Görevleriniz:
A. Şu ifadelerin verilen metinle uyuşup uyuşmadığını belirtin; her biri için evet ya da hayır deyin ve metindeki belirleyici sözleri aynen alıntılayın: (i) Yazar kahvaltı için ekmek dilimlerini fırına sürmüştür. (ii) Yazar bundan sonra her yanlışı eleştiren bir yazar olacağını söylüyor. (iii) Yazar bu kararı akşam yemeği hazırlarken vermiştir.
B. Verilen metinde "Artık uyumlu, damara" sözlerinden "Aklım başıma geliverdi." sözlerine kadar uzanan kısmı aynen kopyalayın.

Verilen metin:
"""
Nuran YILDIZ

Haberturk.com - Arşiv

Artık uyumlu, damara şerbet, cici bir yazar olacağım!

Sizce yapabilir miyim? Yapamaz mıyım? Denemekten ne çıkar ki…
Dün sabah uyanıp kahvaltı için üzerlerine kırmızı biber, nane ekilmiş, kaşar dilimleri konmuş tereyağlı ekmek dilimlerini fırına sürerken daha kolay bir hayat neden olmasın deyiverdim.
Belki fırının lambalarından, belki de o kanal senin, bu kanal benim dolanan Fehmi Koru’nun ehl-i keyf hali sinirime dokunduğundan. Aklım başıma geliverdi.
Nereden akıllanırsan oradan kârdır deyip, ben de zamanın ruhuna uymuş bulunuyorum. Bundan böyle gündeme uyumlu, damara şerbet, cici bir yazar olacağım.
Öyle her yapılan yanlışı eleştiren bir yazar mı istiyorsunuz, artık başka yere takılacaksınız üzgünüm..
"""
Gösterilen veriler:
"""
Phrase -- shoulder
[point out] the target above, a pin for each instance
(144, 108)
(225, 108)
"""
Görev çözümleri:
A.
(i) Evet: "kahvaltı için üzerlerine kırmızı biber, nane ekilmiş, kaşar dilimleri konmuş tereyağlı ekmek dilimlerini fırına sürerken"
(ii) Hayır: "Bundan böyle gündeme uyumlu, damara şerbet, cici bir yazar olacağım."
(iii) Hayır: "Dün sabah uyanıp kahvaltı için"

B.
Artık uyumlu, damara şerbet, cici bir yazar olacağım!

Sizce yapabilir miyim? Yapamaz mıyım? Denemekten ne çıkar ki…
Dün sabah uyanıp kahvaltı için üzerlerine kırmızı biber, nane ekilmiş, kaşar dilimleri konmuş tereyağlı ekmek dilimlerini fırına sürerken daha kolay bir hayat neden olmasın deyiverdim.
Belki fırının lambalarından, belki de o kanal senin, bu kanal benim dolanan Fehmi Koru’nun ehl-i keyf hali sinirime dokunduğundan. Aklım başıma geliverdi.